» **EXERCISE GOAL**
What number of lines in the entries hold the string "frame"? Answer with it alone.
★ ★ ★ ★ ★
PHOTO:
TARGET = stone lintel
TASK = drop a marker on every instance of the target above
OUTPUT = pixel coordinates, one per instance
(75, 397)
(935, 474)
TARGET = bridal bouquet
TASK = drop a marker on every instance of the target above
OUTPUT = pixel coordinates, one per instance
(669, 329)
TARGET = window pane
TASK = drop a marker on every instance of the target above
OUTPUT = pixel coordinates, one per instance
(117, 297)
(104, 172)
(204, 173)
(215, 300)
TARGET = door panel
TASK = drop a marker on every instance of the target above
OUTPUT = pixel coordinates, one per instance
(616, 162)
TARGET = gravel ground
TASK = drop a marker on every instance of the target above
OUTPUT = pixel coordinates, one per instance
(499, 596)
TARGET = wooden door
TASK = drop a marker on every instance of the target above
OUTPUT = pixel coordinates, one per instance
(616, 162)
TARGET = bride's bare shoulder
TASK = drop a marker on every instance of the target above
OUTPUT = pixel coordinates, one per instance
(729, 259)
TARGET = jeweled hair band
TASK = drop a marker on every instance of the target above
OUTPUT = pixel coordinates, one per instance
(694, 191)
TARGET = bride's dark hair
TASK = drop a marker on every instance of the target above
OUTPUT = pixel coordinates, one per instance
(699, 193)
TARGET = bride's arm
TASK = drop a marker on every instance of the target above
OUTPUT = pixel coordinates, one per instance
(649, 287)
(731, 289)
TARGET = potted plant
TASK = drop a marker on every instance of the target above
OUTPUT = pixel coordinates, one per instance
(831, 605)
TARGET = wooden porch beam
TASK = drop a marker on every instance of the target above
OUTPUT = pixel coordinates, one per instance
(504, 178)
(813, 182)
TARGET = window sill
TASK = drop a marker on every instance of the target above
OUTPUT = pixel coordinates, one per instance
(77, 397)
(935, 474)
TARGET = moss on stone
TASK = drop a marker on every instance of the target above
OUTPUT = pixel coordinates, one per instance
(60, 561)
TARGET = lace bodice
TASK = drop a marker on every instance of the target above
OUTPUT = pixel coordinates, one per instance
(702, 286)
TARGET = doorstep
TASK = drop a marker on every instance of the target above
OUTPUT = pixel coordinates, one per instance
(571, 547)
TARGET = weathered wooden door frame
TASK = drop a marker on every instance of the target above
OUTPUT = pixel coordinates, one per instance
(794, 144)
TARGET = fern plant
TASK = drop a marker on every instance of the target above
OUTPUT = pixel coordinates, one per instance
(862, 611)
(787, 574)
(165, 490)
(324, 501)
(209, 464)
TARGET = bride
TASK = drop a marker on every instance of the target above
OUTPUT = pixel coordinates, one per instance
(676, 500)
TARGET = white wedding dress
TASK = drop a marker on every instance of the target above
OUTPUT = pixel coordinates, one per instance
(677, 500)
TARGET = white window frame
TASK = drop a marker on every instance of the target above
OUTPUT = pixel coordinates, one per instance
★ ★ ★ ★ ★
» **YOUR RESPONSE**
2